# Data shown start

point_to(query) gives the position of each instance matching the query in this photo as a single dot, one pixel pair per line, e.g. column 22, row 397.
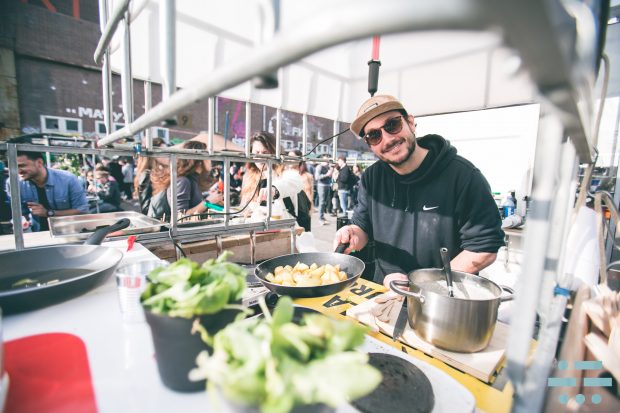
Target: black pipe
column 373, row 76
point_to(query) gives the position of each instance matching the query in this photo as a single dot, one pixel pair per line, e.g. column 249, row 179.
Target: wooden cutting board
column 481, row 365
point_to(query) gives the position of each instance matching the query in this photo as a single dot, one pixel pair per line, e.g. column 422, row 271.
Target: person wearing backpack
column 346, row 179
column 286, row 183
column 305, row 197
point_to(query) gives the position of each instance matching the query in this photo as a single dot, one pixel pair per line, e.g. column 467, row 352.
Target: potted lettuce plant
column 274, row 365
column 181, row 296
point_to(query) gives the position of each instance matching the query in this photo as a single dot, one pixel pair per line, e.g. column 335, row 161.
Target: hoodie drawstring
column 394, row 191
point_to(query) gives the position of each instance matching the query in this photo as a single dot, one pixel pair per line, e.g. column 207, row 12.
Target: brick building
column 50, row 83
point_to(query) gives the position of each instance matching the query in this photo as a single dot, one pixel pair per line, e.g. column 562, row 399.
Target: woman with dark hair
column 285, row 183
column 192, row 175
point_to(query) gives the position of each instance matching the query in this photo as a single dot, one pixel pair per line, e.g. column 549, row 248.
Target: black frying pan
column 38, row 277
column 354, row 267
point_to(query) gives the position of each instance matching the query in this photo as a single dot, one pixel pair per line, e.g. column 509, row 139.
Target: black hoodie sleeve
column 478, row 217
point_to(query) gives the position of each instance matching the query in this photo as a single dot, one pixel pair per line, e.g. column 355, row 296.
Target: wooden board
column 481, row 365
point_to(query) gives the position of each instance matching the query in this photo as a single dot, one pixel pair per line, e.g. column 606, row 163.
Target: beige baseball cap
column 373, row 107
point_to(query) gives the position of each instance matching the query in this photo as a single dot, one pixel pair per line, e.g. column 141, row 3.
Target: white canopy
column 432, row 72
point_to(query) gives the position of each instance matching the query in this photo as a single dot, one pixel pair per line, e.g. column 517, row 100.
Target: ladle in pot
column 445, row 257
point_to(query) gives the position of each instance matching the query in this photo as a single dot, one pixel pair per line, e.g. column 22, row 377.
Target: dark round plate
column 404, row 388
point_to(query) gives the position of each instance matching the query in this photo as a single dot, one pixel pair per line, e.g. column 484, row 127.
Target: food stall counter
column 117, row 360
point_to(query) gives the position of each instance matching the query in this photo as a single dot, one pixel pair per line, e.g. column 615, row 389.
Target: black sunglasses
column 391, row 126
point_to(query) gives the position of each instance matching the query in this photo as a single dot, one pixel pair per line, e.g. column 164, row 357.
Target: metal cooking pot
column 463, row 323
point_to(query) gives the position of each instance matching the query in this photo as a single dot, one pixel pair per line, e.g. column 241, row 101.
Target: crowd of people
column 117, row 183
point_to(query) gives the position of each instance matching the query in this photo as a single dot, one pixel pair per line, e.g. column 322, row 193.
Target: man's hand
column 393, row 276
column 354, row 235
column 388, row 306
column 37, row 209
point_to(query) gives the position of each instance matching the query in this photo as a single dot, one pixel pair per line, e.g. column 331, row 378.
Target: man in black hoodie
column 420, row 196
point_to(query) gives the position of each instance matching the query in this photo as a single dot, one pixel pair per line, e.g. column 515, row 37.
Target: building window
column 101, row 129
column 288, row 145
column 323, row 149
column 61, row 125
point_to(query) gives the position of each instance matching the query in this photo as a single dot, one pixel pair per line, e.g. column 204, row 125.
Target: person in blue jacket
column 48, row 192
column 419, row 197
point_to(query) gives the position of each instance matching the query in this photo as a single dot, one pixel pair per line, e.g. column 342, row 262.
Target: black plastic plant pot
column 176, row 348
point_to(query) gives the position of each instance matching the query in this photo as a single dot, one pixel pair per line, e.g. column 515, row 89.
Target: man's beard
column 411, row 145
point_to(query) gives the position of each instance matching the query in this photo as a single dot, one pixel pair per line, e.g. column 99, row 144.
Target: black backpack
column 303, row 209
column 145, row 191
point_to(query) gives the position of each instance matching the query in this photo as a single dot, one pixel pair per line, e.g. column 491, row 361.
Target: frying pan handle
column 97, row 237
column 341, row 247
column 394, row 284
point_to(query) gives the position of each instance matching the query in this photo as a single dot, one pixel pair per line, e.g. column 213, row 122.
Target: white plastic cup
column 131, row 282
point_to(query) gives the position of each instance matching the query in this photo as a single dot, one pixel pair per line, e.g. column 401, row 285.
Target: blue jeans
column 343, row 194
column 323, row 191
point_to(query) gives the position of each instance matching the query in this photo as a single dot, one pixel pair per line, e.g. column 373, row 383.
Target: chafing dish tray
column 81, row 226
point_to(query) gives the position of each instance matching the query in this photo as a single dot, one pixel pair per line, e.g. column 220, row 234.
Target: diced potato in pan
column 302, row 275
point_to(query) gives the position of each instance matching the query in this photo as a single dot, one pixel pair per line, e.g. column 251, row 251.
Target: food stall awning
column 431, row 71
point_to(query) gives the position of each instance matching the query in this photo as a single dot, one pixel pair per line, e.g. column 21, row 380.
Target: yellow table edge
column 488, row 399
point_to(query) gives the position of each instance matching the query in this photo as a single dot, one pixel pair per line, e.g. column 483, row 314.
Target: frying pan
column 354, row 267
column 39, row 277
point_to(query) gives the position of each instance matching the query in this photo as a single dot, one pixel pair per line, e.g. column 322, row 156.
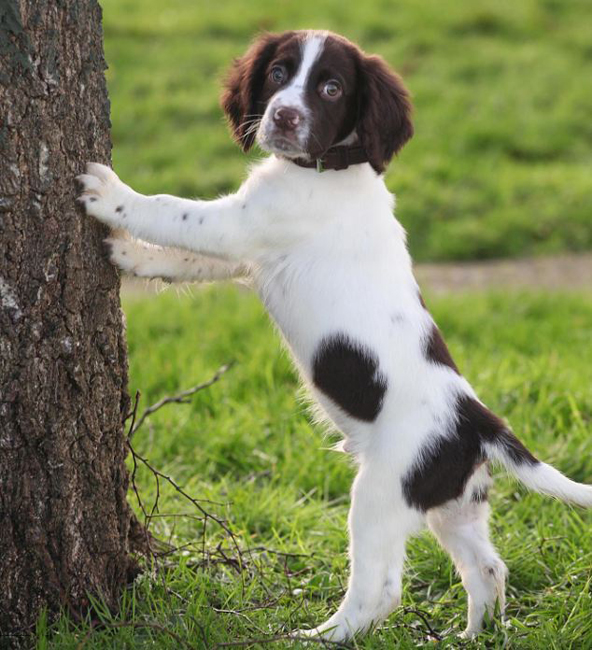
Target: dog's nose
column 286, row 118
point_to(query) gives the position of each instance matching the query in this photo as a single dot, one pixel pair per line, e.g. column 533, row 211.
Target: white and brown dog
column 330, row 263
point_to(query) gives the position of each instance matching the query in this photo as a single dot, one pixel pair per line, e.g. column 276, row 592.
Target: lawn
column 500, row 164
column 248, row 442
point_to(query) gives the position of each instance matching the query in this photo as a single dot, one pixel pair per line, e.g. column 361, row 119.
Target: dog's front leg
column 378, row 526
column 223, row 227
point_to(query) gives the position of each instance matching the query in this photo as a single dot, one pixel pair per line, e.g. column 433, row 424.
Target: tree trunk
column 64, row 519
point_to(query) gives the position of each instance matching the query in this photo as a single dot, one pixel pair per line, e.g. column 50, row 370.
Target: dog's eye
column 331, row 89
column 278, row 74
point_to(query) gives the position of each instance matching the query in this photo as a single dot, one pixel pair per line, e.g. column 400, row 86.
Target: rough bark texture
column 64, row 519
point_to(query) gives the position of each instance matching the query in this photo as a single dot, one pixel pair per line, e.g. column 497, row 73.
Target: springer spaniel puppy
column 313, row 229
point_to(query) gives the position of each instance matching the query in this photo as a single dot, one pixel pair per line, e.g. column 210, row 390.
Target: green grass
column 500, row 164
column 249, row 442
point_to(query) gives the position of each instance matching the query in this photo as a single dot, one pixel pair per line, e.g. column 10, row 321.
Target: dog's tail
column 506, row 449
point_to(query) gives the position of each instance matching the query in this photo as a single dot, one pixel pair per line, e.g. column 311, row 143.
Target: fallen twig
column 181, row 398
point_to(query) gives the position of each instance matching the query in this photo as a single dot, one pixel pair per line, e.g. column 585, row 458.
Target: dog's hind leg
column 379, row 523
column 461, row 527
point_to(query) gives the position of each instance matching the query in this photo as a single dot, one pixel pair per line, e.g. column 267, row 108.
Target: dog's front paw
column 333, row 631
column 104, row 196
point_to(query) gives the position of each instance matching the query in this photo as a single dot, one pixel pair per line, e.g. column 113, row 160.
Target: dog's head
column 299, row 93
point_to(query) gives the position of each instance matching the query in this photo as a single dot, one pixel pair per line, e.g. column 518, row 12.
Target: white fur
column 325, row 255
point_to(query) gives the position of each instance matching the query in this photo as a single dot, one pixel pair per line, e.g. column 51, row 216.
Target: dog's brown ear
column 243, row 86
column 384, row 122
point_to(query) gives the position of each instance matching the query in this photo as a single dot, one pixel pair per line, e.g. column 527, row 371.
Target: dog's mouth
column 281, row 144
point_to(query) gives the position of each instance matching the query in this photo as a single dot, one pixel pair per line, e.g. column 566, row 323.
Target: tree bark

# Data shown end

Prompt.
Can you print the stretch of the records from the line containing "562, row 399." through the line containing "column 478, row 217", both ends included, reproducing each line word for word and nothing else?

Exercise response.
point_to(query) gives the position of each instance matching the query in this photo as a single dot, one pixel pair per line, e.g. column 562, row 399.
Target: woman with dark hair
column 285, row 183
column 192, row 175
point_to(query) gives the position of each instance matching the query in this photo as a single dot, one pixel pair per line, e.g. column 549, row 248.
Target: black frying pan
column 38, row 277
column 354, row 267
point_to(query) gives the position of each instance matching the query in this photo as a single dot, one pixel pair per line, e.g. column 509, row 139.
Target: black hoodie sleeve
column 478, row 217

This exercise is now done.